• _Directive A_: Reproduce the passage of the essay on writing from "If there's anything that is" up to and including "while I'm blindfolded.", swapping "blindfolded" for "asleep".

====== Document text ======

Those are just superficial reasons though. The real reason I write is for no other reason than to write. Like the Nike ad says, I just do it. Out of the blue, I feel a need to write and once I turn on the computer, my hand takes on a life of its own and it begins to type. Words appear in my mind which hold little meaning until they flash on screen. I don't stop to think what I'm writing. Even I don't know what will happen next until it's done.

Sometimes, what I write doesn't get printed. It swims in my mind, taking on many forms. I write stuff in my imagination and sometimes postpone putting it on paper so much so that by the time I finally find the time to actually write it, it's found a new home somewhere already. Laziness has always been my primary foe. Perhaps it's a part of me as well.

There are times though when I just find the time to write no matter how lazy I am. These usually happen when I'm half-awake. For some strange reason, I find the strength to write when I should be sleeping. Mysteriously enough, my brain functions at peak capacity that my words make sense and my hand continues to type. Just like right now.

When I'm not as motivated, reading something close to home inspires me to write. For example, I was reading "Articles of Faith" the other week which gave advice on how to write. The examples were clear, concise, and something I imagine myself doing. It was so inspiring that I began writing when I got home. That's what gave me the determination to constantly write in my online journal. So far, I've managed to constantly update it.

Another thing that makes me want to write is by looking at it. The more beautiful it is, the more motivation I have for writing. Perhaps back in the days before there were computers, people were stuck with the monotony of their typewriters. The font remained the same and the format was always constant. Not so with the present day however. As new technologies develop, different looks and appearances become available. I'm tired of Times New Roman. How about Verdana? Or even Arial? When I write, I just don't think of the content. I also visualize how it'll look. Nothing could make me write more than the promise if a good layout.

Of course a person can't write if he doesn't have experiences. I like to share the knowledge that I have. Whether it's as trivial as a television show I just watched or a reflection on the ironies of the world, I like to tell it to people. Of course most of the time, there's no one to listen. That's why it's important to get my ideas on paper. What I write may not be read now or perhaps not even in the next ten years but as long as it's printed, there's a chance that someone else will eventually read it. Who knows who the next Anne Frank may be?

More often than not, I just write to get in touch with people. Writing letters and emails is something I'm fond of. Maybe that's the result of having few friends during my childhood. Or the fact that I'm always lonely. The beauty of writing a letter is that you can take back what you said and put in all the ideas you want to convey. Sometimes, speaking them can be so insubstantial. Writing tells it in a way no other medium can. And there's no better way for a message to remain permanent. Spoken words are eventually forgotten. Written messages are reread.

Whenever I write, I give up a part of myself. A piece of me is with the work I've written. Just as you give pieces of yourself to the people you love and trust, the same goes with what I write. It contains a part of me, no matter how distorted it may be. For example, you might have written a poem when you were a child. That poem represents a part of yourself when you were a kid. Perhaps it shows how simple a child you were, or how naïve your outlook was. Either way, it was a part of who you were... or are, depending on the circumstances.

I always wanted to draw. Writing is no substitute. But it might be just as meaningful. When I think about it, writing is a form of communication. The early humans communicated not with alphabet characters and glyphs but instead with drawings: pictograms and other visual representations that expressed what they wanted to say and feel. Is my need any different? A picture is worth a thousand words. Can a few words not paint a picture as well?

Writing is not something I plan to do. It just happens. Of course there are times when I'm required to write but even then, I write about things that come from within me. Even when it comes to fiction, what I write comes from my imagination. What I know and what I don't know is expressed in my writing. If there's anything that can best express a person, it's what he or she writes.

If there's anything that is synonymous with breathing, it's writing. Each is essential to one's life and it's not necessarily something that's done consciously. I wouldn't be surprised if I wrote something while I'm blindfolded.

======

• _Directive B_: Pull out every line of the records that contains the string "rear", matching case exactly.

====== Records to use ======

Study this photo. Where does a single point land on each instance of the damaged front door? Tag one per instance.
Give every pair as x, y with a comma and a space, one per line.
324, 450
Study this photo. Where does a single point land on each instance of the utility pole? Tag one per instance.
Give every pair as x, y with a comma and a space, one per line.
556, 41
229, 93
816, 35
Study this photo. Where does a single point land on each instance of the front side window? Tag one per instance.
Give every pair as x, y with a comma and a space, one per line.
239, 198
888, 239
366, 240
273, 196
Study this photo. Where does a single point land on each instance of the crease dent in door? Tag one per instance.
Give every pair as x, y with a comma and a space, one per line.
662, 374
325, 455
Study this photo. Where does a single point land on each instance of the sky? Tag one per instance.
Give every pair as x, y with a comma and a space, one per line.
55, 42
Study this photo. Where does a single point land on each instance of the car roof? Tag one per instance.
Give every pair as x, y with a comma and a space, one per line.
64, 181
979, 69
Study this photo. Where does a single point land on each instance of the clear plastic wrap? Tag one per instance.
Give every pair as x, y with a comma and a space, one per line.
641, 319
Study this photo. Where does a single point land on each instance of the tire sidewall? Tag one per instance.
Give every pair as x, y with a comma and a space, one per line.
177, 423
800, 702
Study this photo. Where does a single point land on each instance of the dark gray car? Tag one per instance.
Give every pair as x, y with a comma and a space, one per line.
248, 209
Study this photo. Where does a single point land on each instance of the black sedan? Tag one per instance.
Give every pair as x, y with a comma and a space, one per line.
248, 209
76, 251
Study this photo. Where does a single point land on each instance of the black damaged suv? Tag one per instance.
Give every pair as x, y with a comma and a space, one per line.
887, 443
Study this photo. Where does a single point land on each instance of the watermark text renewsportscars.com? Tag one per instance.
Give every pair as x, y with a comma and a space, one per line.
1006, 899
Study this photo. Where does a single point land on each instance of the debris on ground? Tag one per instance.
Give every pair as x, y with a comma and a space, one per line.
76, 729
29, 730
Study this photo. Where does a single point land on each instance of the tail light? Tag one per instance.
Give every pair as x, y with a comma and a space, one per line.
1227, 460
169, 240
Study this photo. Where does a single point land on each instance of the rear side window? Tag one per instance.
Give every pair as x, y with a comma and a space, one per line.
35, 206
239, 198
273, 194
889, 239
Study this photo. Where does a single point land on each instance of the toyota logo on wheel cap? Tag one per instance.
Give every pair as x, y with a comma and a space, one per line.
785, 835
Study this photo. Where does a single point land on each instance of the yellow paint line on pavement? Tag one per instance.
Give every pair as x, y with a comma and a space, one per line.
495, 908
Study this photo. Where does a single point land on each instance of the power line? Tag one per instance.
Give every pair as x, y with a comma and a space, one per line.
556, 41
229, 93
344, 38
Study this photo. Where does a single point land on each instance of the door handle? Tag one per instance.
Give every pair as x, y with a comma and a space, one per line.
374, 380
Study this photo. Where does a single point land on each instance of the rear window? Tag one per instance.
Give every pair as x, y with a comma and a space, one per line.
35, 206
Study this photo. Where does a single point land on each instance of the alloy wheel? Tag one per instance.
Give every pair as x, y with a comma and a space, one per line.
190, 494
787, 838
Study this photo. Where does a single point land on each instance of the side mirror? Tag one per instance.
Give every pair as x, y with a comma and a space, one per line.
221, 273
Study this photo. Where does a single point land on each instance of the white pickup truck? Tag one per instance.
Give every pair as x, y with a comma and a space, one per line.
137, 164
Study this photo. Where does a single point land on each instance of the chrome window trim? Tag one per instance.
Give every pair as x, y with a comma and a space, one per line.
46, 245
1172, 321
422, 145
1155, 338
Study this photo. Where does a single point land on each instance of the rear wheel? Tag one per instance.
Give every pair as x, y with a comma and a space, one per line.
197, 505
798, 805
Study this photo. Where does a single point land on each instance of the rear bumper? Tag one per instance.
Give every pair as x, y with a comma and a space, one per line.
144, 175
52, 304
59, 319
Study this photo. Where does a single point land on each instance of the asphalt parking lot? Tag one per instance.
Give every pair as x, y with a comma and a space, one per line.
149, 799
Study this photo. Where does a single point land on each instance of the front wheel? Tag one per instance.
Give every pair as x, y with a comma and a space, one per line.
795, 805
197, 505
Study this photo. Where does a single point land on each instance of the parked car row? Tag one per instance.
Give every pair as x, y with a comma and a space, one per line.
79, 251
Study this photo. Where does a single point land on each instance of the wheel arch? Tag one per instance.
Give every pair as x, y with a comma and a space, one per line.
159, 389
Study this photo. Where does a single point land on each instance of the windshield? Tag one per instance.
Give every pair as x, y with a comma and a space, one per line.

======

• _Full output A_:
If there's anything that is synonymous with breathing, it's writing. Each is essential to one's life and it's not necessarily something that's done consciously. I wouldn't be surprised if I wrote something while I'm asleep.

• _Full output B_:
Study this photo. Where does a single point land on each instance of the rear side window? Tag one per instance.
Study this photo. Where does a single point land on each instance of the rear window? Tag one per instance.
Study this photo. Where does a single point land on each instance of the rear wheel? Tag one per instance.
Study this photo. Where does a single point land on each instance of the rear bumper? Tag one per instance.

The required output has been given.